DATASET RECORDS:
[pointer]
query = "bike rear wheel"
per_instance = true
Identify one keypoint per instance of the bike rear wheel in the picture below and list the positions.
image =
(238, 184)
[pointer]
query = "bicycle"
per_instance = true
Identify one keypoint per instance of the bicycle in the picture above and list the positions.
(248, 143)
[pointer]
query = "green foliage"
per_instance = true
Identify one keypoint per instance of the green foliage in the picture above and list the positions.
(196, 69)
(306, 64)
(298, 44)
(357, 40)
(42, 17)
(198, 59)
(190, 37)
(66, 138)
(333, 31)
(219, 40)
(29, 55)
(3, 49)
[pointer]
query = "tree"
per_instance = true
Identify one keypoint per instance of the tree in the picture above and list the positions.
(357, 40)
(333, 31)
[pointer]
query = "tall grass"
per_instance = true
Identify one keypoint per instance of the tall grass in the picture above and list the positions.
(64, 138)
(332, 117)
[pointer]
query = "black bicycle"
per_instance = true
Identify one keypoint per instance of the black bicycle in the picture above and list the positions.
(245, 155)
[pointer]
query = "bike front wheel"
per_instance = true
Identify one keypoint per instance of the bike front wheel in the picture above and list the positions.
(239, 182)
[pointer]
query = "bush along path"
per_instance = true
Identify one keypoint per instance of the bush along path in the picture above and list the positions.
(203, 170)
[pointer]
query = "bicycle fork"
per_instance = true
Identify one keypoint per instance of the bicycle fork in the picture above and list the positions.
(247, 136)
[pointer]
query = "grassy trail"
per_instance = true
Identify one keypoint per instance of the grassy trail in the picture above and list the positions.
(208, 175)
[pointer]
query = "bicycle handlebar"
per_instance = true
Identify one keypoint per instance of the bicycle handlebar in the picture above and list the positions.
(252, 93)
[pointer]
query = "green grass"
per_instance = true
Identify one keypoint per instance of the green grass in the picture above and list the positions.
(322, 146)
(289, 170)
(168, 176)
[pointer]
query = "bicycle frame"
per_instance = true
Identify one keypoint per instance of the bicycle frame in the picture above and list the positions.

WHAT IS EXPECTED:
Copy, from the data above, every line where the word "frame" appears.

RESPONSE TO THE TASK:
query = "bicycle frame"
Identify one keypoint per instance of the bicycle frame in the picture above and list the positions.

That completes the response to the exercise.